Written problem: Render the records below as a two-column CSV with columns named request and answer, one row per record. Quote each field and replace every line break with a space.

Start of Records for the exercise

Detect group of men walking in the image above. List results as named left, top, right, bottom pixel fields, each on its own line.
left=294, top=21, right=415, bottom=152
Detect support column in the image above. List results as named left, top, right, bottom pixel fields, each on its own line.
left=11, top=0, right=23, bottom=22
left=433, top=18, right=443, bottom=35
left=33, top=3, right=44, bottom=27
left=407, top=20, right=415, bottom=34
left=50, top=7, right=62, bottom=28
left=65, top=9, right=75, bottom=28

End of Records for the exercise

The output:
request,answer
"Detect group of men walking in the image above. List results as named left, top, right, bottom pixel fields, each on its own line.","left=294, top=21, right=415, bottom=152"
"Detect support column in the image above. List results as named left, top, right, bottom pixel fields, each on its own line.","left=11, top=0, right=23, bottom=22 left=433, top=18, right=443, bottom=35 left=33, top=3, right=44, bottom=27 left=407, top=20, right=415, bottom=34 left=50, top=7, right=62, bottom=28 left=65, top=9, right=75, bottom=28"